#### [Prompt]
Collect every line below that contains the word "citrus", with case counting.

— start Supplied entries —

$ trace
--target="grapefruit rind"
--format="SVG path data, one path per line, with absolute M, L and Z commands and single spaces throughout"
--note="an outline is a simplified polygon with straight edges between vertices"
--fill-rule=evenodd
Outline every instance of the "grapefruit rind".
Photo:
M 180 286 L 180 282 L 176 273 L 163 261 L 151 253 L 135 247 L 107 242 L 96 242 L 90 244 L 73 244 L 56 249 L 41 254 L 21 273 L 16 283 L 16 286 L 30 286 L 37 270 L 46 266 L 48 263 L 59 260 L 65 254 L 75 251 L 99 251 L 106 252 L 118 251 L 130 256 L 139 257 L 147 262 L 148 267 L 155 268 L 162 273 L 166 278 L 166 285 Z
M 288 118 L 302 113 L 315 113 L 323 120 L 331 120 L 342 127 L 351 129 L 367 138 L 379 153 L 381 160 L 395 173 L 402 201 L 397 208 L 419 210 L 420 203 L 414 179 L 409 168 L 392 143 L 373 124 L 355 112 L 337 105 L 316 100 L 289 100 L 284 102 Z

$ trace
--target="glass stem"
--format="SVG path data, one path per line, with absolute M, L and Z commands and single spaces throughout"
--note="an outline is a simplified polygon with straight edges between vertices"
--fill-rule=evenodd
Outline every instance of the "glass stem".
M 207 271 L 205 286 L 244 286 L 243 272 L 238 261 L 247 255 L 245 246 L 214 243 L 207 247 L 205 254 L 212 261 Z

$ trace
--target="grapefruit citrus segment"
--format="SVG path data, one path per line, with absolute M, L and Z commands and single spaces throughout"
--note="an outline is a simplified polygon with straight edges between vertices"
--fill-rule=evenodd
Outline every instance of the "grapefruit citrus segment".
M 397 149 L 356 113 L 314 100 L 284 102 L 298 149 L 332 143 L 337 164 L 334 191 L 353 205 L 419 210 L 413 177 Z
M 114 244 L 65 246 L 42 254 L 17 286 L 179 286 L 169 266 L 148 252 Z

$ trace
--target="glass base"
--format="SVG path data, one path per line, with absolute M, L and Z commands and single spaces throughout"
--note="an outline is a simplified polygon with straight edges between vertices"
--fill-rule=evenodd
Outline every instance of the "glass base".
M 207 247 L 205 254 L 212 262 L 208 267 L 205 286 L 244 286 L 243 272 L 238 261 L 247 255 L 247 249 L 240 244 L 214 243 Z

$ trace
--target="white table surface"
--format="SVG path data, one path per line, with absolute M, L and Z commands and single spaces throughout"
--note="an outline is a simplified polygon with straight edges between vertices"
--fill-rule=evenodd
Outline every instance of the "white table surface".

— end Supplied entries —

#### [Output]
--target="grapefruit citrus segment"
Outline every instance of the "grapefruit citrus segment".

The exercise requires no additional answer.